§ **Work required**: Transcribe the listing below word for word. Keep every line, symbol, and number unchanged.

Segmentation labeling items
- - -

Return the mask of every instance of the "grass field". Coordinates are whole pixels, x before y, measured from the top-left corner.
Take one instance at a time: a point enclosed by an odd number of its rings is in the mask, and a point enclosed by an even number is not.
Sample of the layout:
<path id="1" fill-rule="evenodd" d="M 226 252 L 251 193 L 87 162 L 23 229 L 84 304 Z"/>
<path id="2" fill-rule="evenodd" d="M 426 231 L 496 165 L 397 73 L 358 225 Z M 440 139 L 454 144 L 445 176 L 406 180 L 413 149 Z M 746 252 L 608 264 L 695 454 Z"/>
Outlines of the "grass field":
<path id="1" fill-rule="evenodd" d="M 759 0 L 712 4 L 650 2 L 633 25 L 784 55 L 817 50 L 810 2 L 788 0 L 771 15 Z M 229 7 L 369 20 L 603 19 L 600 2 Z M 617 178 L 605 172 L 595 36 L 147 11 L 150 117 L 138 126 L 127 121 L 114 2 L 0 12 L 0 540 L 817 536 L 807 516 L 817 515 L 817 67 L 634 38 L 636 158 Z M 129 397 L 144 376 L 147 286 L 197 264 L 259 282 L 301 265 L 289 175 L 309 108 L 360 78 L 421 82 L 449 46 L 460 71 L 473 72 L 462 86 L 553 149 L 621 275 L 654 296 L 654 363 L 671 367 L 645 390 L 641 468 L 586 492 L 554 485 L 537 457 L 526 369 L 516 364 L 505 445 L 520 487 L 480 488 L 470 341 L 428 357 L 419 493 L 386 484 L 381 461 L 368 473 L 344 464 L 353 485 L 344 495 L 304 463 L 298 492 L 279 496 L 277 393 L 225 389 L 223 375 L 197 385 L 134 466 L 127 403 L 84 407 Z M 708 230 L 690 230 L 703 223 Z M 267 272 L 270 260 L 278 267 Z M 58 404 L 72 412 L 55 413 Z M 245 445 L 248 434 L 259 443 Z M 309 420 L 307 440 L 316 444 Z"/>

- - -

§ **Correct output**:
Return the mask of every instance of the "grass field". Coordinates are whole pixels, x before y, measured from the top-left corner.
Take one instance at a time: a point enclosed by an odd number of its rings is in the mask, and a point enclosed by an even number is not.
Sample of the layout:
<path id="1" fill-rule="evenodd" d="M 226 252 L 251 193 L 87 162 L 23 229 L 84 304 Z"/>
<path id="2" fill-rule="evenodd" d="M 426 231 L 496 165 L 397 73 L 358 225 Z M 440 139 L 454 144 L 445 176 L 406 180 L 413 149 Z M 746 252 L 608 264 L 695 454 Z"/>
Outlines of the "grass field":
<path id="1" fill-rule="evenodd" d="M 759 0 L 712 4 L 650 2 L 633 25 L 784 55 L 817 50 L 810 2 L 788 0 L 771 15 Z M 229 7 L 369 20 L 603 19 L 600 2 Z M 617 178 L 605 172 L 595 36 L 147 11 L 150 117 L 138 126 L 127 121 L 114 2 L 0 12 L 0 540 L 817 536 L 807 516 L 817 515 L 817 67 L 634 38 L 636 158 Z M 129 397 L 144 376 L 147 286 L 197 264 L 259 282 L 301 265 L 289 175 L 309 108 L 360 78 L 421 82 L 449 46 L 460 71 L 473 72 L 462 86 L 553 149 L 621 275 L 654 296 L 654 363 L 671 367 L 645 390 L 641 468 L 586 492 L 554 485 L 537 457 L 526 369 L 516 364 L 505 445 L 520 487 L 480 488 L 470 341 L 428 357 L 419 493 L 386 484 L 381 461 L 368 473 L 344 464 L 353 485 L 344 495 L 304 463 L 298 492 L 279 496 L 277 393 L 225 389 L 223 375 L 197 385 L 134 466 L 127 403 L 84 407 Z M 708 230 L 690 230 L 703 223 Z M 267 272 L 270 260 L 278 267 Z M 58 404 L 72 412 L 55 413 Z M 245 445 L 248 434 L 259 443 Z M 309 420 L 307 440 L 316 444 Z"/>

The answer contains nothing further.